__Consegna__
Riscrivi il passo del testo che comincia con "Nel frattempo frequenta" e finisce con "Cuore di Milano.", cambiando "tirocinante" in "stagista".

__Testo__
○ ○ ○ ○

Nel frattempo frequenta il master in Applied Behavior Analysis dello IESCUM -Istituto per lo studio del comportamento umano, di Parma, dove studia per diventare consulente ABA e, dunque, analista del comportamento.
Alla primavera 2012 risale il suo trasferimento nella città di Milano, dove, infine, è tirocinante post lauream presso il dipartimento di psicologia dell’Università Cattolica del Sacro Cuore di Milano.

○ ○ ○ ○

__Dati grezzi__
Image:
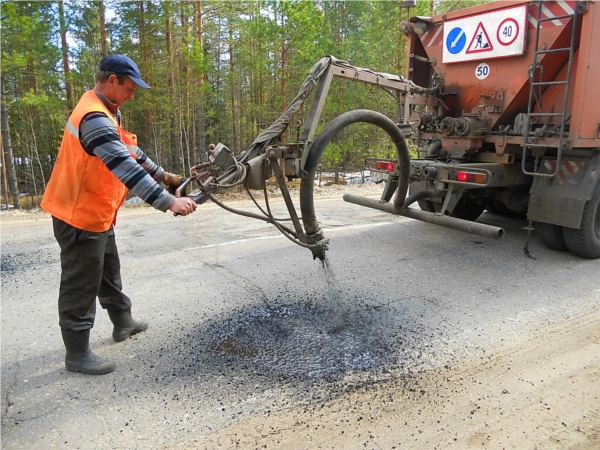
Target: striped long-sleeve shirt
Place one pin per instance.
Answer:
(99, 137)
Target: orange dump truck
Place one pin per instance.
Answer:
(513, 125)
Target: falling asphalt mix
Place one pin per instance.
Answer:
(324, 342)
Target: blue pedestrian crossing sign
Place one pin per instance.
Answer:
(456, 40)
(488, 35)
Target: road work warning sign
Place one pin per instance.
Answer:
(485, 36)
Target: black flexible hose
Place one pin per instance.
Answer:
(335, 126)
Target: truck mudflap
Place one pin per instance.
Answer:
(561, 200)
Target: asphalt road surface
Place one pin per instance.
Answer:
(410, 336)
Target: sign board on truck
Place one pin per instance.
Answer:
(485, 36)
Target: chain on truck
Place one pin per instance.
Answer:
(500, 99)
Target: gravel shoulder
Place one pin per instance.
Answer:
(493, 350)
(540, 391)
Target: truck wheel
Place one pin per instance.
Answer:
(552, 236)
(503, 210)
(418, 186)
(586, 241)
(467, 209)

○ ○ ○ ○

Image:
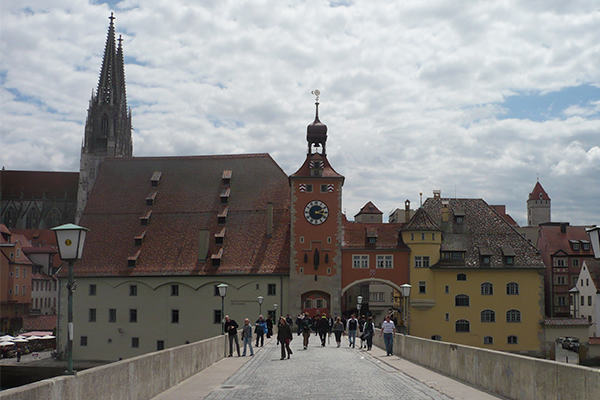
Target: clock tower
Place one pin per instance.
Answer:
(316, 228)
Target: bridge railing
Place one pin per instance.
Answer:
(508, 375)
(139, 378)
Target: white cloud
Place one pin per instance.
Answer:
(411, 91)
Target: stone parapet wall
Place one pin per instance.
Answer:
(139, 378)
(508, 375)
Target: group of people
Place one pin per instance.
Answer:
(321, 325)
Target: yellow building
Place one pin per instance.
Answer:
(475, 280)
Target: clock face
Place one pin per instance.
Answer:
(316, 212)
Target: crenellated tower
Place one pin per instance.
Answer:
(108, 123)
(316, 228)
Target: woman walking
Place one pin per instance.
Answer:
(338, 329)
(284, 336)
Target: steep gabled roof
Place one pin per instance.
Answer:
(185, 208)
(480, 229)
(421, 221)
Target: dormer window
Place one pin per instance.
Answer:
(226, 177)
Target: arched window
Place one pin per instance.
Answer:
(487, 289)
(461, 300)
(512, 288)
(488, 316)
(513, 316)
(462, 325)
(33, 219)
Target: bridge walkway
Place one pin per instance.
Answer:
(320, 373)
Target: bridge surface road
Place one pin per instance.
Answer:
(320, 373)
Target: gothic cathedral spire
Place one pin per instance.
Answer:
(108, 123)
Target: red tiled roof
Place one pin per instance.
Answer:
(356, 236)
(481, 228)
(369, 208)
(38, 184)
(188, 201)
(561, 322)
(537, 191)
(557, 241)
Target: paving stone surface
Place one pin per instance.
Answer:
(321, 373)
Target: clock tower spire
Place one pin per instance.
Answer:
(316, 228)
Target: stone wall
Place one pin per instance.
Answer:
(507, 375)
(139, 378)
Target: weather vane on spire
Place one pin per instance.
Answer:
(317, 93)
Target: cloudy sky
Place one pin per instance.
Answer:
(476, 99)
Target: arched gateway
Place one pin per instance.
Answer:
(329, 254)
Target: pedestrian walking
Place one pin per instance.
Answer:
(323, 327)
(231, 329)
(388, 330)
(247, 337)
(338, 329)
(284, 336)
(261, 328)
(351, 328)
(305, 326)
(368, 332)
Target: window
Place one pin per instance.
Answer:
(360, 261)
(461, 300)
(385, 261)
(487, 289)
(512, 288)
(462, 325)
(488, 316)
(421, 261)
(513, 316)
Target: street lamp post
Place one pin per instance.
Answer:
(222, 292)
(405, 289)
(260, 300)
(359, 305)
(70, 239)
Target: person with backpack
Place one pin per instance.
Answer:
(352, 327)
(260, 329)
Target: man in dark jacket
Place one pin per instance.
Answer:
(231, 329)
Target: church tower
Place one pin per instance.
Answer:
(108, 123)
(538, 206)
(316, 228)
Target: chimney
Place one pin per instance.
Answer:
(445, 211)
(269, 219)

○ ○ ○ ○

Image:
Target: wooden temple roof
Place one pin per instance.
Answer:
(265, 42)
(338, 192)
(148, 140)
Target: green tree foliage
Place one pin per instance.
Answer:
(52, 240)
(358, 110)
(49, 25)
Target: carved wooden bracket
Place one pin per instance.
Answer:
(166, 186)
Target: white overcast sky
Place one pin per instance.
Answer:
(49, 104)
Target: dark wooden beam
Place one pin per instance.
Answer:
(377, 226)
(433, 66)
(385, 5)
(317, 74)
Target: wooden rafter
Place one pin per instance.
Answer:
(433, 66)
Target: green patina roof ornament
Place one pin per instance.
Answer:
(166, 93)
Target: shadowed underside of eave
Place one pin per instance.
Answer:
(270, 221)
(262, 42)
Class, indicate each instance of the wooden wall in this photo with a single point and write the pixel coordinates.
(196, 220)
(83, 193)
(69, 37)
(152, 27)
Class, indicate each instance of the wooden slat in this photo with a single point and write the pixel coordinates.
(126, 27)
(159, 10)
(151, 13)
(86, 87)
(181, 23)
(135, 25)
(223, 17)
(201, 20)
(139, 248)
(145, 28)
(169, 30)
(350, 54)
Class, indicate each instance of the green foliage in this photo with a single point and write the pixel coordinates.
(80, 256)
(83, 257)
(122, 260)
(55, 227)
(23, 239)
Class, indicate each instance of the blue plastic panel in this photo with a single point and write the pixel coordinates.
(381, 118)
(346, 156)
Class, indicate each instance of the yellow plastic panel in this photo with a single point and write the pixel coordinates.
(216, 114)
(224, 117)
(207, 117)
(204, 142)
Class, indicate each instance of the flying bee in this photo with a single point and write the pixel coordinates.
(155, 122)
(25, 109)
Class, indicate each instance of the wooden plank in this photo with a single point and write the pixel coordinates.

○ ○ ○ ○

__Risposta__
Nel frattempo frequenta il master in Applied Behavior Analysis dello IESCUM -Istituto per lo studio del comportamento umano, di Parma, dove studia per diventare consulente ABA e, dunque, analista del comportamento.
Alla primavera 2012 risale il suo trasferimento nella città di Milano, dove, infine, è stagista post lauream presso il dipartimento di psicologia dell’Università Cattolica del Sacro Cuore di Milano.